§ LISTED ENTRIES:
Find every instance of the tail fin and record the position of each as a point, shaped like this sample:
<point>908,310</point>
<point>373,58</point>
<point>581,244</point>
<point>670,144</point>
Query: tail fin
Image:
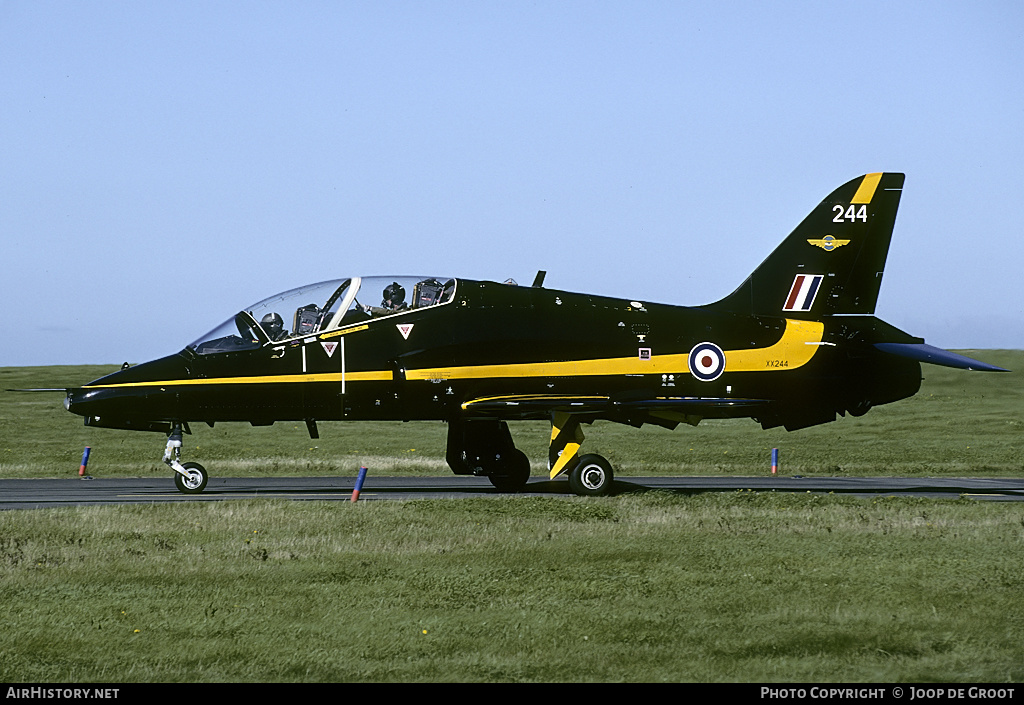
<point>833,261</point>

§ CHALLENGE:
Rewrite the items above, putting "rear wing" wherever "tail fin" appears and keeping everything else the same. Leave the pictures out.

§ TASK RESULT:
Find every instance of the rear wing and record the position of each as a point, shaped like this sample:
<point>908,310</point>
<point>373,58</point>
<point>581,244</point>
<point>670,144</point>
Query: rear wing
Image:
<point>833,261</point>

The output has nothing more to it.